§ GIVEN EXERCISE
Reproduce every one of the items below verbatim, line for line, without altering anything.

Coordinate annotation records

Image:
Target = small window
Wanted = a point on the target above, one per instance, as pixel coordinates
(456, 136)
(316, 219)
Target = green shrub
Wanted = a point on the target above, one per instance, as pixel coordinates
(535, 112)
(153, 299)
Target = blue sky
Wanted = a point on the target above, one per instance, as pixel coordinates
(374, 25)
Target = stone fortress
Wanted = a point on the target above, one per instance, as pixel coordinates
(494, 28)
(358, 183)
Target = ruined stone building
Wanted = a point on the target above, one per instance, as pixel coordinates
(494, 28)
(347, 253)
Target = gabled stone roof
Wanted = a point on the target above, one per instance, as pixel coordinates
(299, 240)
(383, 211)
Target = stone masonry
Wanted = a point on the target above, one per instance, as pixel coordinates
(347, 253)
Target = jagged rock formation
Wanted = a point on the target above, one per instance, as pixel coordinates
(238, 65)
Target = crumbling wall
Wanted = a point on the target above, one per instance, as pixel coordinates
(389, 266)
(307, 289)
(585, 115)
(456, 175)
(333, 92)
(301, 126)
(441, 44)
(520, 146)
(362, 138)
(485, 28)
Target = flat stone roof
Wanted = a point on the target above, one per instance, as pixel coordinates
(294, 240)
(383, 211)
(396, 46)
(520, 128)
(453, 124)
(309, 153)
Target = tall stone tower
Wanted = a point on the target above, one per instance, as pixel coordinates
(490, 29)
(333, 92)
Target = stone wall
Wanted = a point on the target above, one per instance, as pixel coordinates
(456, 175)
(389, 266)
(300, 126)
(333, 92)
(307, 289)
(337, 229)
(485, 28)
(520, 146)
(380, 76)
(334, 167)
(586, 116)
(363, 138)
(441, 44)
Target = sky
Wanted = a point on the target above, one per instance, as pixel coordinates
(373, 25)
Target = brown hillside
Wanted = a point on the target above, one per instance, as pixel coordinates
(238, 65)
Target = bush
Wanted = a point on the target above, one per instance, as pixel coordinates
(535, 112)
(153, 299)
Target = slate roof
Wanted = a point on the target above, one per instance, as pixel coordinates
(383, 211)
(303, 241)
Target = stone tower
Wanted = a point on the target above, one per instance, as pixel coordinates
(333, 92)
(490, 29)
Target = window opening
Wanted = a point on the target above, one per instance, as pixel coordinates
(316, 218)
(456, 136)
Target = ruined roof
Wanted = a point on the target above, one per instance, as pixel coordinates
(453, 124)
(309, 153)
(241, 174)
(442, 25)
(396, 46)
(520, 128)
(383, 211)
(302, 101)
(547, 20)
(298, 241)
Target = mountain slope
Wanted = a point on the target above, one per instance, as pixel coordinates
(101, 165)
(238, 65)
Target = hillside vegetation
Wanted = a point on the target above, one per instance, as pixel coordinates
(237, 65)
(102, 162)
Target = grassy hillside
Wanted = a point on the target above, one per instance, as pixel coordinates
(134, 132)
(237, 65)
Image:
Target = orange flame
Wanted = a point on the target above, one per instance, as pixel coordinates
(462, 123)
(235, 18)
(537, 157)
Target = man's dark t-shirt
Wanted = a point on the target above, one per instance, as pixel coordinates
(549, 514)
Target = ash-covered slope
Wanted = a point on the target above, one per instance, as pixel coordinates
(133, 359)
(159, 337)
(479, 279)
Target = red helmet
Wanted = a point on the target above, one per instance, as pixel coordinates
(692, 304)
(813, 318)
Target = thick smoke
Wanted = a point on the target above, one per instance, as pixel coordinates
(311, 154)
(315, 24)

§ WRITTEN SOLUTION
Image:
Target = small window
Wanted = a point on the target above, one per instance, as pixel coordinates
(456, 136)
(316, 219)
Target = green shrub
Wanted = a point on the target above, one per instance, as pixel coordinates
(535, 112)
(153, 299)
Target = blue sky
Wanted = a point on the target above, one per instance, as pixel coordinates
(374, 25)
Target = stone fortress
Wanted = a point on the target above, one per instance, as pixel coordinates
(494, 28)
(358, 183)
Target = ruined stone building
Wanted = a point on the target above, one per instance, as pixel coordinates
(494, 28)
(347, 253)
Target = gabled stone roof
Wanted = a point on the target above, one per instance, as pixel coordinates
(299, 240)
(383, 211)
Target = stone masonry
Wanted = a point on the target above, one per instance, as pixel coordinates
(347, 253)
Target = jagged rock formation
Wanted = a point on the target above, one per instance, as pixel coordinates
(238, 65)
Target = crumbling wall
Wanted = a point on the target above, one per instance, as pixel coordinates
(389, 266)
(307, 289)
(585, 115)
(456, 175)
(333, 92)
(301, 126)
(441, 44)
(520, 146)
(362, 138)
(485, 28)
Target = flat stone roof
Wanted = a point on the target above, one per instance, as pixel coordinates
(294, 240)
(383, 211)
(396, 46)
(520, 128)
(453, 124)
(309, 153)
Target = tall stone tower
Wanted = a point on the target above, one per instance, as pixel coordinates
(490, 29)
(333, 92)
Target = stone wall
Wanted = a point on the target above, one per instance, as pixel coordinates
(456, 175)
(389, 266)
(300, 126)
(333, 92)
(307, 289)
(337, 229)
(485, 28)
(520, 146)
(380, 76)
(334, 167)
(586, 116)
(363, 138)
(441, 44)
Target = sky
Wanted = a point on the target above, one per instance, as pixel coordinates
(373, 25)
Target = brown hillside
Wanted = a point on the target above, one per instance, as pixel coordinates
(238, 65)
Target = bush
Wanted = a point on the target above, one per instance, as pixel coordinates
(535, 112)
(153, 299)
Target = slate roof
Wanted = a point on the target above, one per instance, as pixel coordinates
(383, 211)
(303, 241)
Target = stone tower
Wanted = a point on the target above, one per instance, as pixel coordinates
(333, 92)
(490, 29)
Target = window opening
Wanted = a point on the target above, one per instance, as pixel coordinates
(316, 218)
(456, 136)
Target = ruined roof
Wanted = a point on the target above, one per instance, as pixel coordinates
(453, 124)
(309, 153)
(241, 174)
(442, 25)
(396, 46)
(520, 128)
(383, 211)
(302, 101)
(547, 20)
(298, 241)
Target = mountain slope
Wanted = a point on the target above, one per instance, as pixel coordinates
(101, 165)
(238, 65)
Target = hillside vegetation
Wanted = a point on the target above, one per instance, as pixel coordinates
(237, 65)
(102, 162)
Target = grassy hillside
Wanted = a point on the target above, one per instance, as pixel coordinates
(134, 132)
(237, 65)
Image:
Target = orange flame
Wanted = a point on the target above, one per instance, as pixel coordinates
(462, 123)
(235, 18)
(537, 157)
Target = man's dark t-shirt
Wanted = a point on the target above, one per instance, as pixel coordinates
(549, 514)
Target = ash-covered slope
Wanted = a point on the target above, one per instance, as pixel coordinates
(133, 359)
(159, 337)
(479, 279)
Target = red helmet
Wanted = a point on the target above, one per instance, as pixel coordinates
(692, 304)
(813, 318)
Target = thick smoke
Wanted = a point on the target above, one per instance, as pixel coordinates
(311, 154)
(315, 24)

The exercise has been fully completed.